Divisor de águas
A raia olímpica de Montreal é cenário típico do circuito Gilles Villneuve
Costumava ser um divisor de águas. Localizado ao lado da raia olímpica de Montreal, do outro lado do Atlântico onde ficam a maioria das equipes da Fórmula 1, o Grande Prêmio do Canadá marcava a metade do campeonato e ajudava a pintar com cores mais fortes o quem é quem da temporada. Eram tempos de 15, 16 corridas por ano contra as 21 atuais… Passou tanta água por debaixo dessa ponte que até os castores que habitam a ilha de Notre Dame andam meio sumidos.
Dito isso você já deve estar convocando seus neurônios para soltar um “os tempos mudaram”…. Mudaram, é verdade, mas nem tanto. A corrida na maior cidade da província de Québec já não marca mais a metade da temporada, mas a Ferrari vive mais uma crise, a Mercedes ainda não superou o resultado antropofágico de Barcelona e a Red Bull certamente vai começar os treinos de sexta-feira afetada não só pelo fuso horário, mas, principalmente, pela lambança de Mônaco, performance inusitada, mas jamais passiva de ser incorporada ao repertório do Cirque du Soleil, a famosa companhia circense que nasceu em Montreal em 1984. Em resumo, o fim de semana promete.
Ao finalizar o primeiro terço da temporada 2016, o GP do Canadá terá um paddock onde muitas equipes vão rogar por um resultado que as afastem do inferno astral. Num país onde muitos insultos são expressados com palavras que remetem à religião católica, nem todas as preces serão isentas ou puras, a começar pela Ferrari, que em dias de glória teve até um padre que não trocava as corridas em Imola ou Monza por nenhuma missa do galo. Enquanto Sebastian Vettel parece pagar seus pecados e demora em mostrar a competitividade de outras épocas. Outrora a grande rival da Mercedes, a Scuderia ainda pode dizer que carros de Hamilton e Rosberg estão bem perto, mas só quando olha para o box ao lado, onde está instalada a equipe alemã. Pior: os touros da Red Bull só andam vendo a cor vermelha pelos retrovisores.
Os tifosi de plantão lembram que a esperança é a última que morre e a honrar o primeiro mandamento desses eternos otimistas está o grito de olé entalado na garganta de Toto Wolff desde o GP da Espanha, vencido pelo menino-prodígio Max Verstappen. A vitória de Lewis Hamilton e a apagada atuação de Nico Rosberg em Mônaco não cicatrizaram as chagas daquele incidente na Catalunha digno de uma obra de Salvador Dali ou dos traços de Pablo Picasso no apogeu de sua fase cubista.

◆ Trechos dos registros ◆
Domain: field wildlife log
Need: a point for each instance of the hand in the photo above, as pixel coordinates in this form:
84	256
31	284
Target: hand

◆ Enunciado da tarefa ◆
De acordo com o texto sobre o Grande Prêmio do Canadá, em que cidade e em que ano nasceu o Cirque du Soleil?

◆ Resposta da tarefa ◆
Em Montreal, em 1984.